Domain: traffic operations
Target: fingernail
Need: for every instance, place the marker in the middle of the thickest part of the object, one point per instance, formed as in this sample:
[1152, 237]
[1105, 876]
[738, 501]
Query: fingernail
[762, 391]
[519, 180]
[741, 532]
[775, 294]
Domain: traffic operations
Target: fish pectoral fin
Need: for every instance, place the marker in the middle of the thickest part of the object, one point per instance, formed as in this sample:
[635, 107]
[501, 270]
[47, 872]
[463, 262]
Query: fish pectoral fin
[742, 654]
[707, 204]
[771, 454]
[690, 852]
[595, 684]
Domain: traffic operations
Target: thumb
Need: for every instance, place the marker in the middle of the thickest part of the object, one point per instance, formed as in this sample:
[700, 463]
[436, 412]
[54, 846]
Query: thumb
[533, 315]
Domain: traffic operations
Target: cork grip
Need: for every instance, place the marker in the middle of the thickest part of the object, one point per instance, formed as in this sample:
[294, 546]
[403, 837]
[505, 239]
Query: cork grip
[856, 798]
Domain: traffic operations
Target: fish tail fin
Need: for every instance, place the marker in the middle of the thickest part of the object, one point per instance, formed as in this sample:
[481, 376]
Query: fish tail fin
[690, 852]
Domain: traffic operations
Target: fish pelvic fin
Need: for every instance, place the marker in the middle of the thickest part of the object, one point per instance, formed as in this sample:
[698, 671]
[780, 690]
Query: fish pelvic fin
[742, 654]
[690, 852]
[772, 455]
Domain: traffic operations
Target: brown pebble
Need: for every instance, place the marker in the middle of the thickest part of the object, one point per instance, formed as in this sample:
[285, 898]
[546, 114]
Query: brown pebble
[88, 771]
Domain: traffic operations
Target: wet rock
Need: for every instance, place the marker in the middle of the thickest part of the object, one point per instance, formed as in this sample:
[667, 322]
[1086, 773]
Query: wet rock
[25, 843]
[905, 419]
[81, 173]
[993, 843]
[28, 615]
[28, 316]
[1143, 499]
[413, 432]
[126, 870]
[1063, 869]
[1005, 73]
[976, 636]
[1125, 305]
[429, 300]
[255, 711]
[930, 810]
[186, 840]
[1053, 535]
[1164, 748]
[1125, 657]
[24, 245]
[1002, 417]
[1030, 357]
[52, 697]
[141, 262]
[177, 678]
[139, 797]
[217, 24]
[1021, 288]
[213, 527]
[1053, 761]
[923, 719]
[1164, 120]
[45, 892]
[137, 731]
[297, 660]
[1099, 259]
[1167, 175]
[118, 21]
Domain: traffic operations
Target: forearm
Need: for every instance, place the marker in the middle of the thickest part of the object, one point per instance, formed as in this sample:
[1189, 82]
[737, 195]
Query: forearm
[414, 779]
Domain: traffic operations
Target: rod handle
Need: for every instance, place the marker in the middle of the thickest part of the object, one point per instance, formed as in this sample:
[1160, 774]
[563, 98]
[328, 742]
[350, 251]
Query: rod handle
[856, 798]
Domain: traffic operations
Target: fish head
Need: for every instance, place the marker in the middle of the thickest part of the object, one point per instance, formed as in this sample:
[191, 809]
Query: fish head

:::::

Write out all the records above again, exactly as they stand.

- **FINISHED EXERCISE**:
Domain: traffic operations
Target: fingernail
Need: for every instance, place the marker in the middle of the thickest part of the object, one point per instance, formed as in this sample:
[1152, 237]
[1105, 876]
[738, 501]
Query: fingernail
[762, 391]
[519, 180]
[741, 532]
[775, 294]
Domain: traffic operations
Target: fish pectoral fin
Need: for every instance, place the marker in the middle of the thickest part of the object, one point per instance, formed as in this sample:
[635, 107]
[501, 270]
[47, 872]
[463, 262]
Query: fish pectoral fin
[742, 654]
[707, 204]
[771, 454]
[690, 852]
[595, 684]
Domain: traffic operations
Target: thumb
Need: for every instance, place the marker in the middle of the thickest part of the object, one point per instance, formed as in this sample:
[700, 463]
[436, 412]
[54, 846]
Query: thumb
[533, 315]
Domain: traffic operations
Target: cork grip
Need: for every instance, place the marker in the middle of the thickest part of the object, one point per instance, formed as in this sample:
[294, 546]
[403, 837]
[505, 239]
Query: cork grip
[856, 798]
Domain: traffic operations
Target: fish tail fin
Need: for every instance, place the marker in the middle of the thickest part of the object, one point per instance, formed as in this sample:
[481, 376]
Query: fish tail fin
[690, 852]
Domain: traffic operations
Target: fish pelvic fin
Need: for every instance, place the marker in the middle of the thickest part of the object, one point per instance, formed as in this sample:
[698, 671]
[780, 690]
Query: fish pelvic fin
[742, 654]
[690, 852]
[772, 455]
Domain: traffic operations
Target: brown pebble
Need: for every instance, place the marker in the middle of the thickest part of the object, one point per instance, formed as in this sample:
[285, 898]
[546, 114]
Query: brown pebble
[88, 771]
Domain: traffic operations
Target: wet rock
Need: for every instance, place the marker in the middle of the thickest part of the object, one point per instance, formed as in this sample:
[667, 322]
[1086, 773]
Query: wet rock
[25, 843]
[905, 419]
[81, 173]
[993, 843]
[28, 615]
[28, 316]
[1143, 499]
[413, 432]
[126, 870]
[1063, 869]
[1005, 73]
[976, 636]
[1125, 305]
[429, 300]
[255, 711]
[930, 810]
[186, 840]
[1053, 535]
[1164, 748]
[1125, 657]
[24, 245]
[1002, 417]
[1030, 357]
[52, 697]
[141, 262]
[177, 678]
[139, 797]
[217, 24]
[1021, 288]
[213, 527]
[1053, 761]
[923, 719]
[1164, 120]
[45, 892]
[137, 731]
[297, 660]
[1099, 259]
[1167, 175]
[118, 21]
Domain: traffic operations
Target: forearm
Need: for every instance, place the marker in the middle of the thickest part of the object, one point per instance, formed as in this sample:
[1189, 82]
[737, 195]
Query: forearm
[414, 779]
Domain: traffic operations
Target: rod handle
Need: for every instance, place the marker in the middle of the thickest part of the object, one point per instance, formed as in this sample:
[1160, 774]
[563, 98]
[328, 742]
[350, 251]
Query: rod handle
[856, 798]
Domain: traffic operations
Target: fish head
Need: for every instance, place the marker in the middle of the thickest part of the object, one point per instance, formed as in this sample:
[191, 809]
Query: fish head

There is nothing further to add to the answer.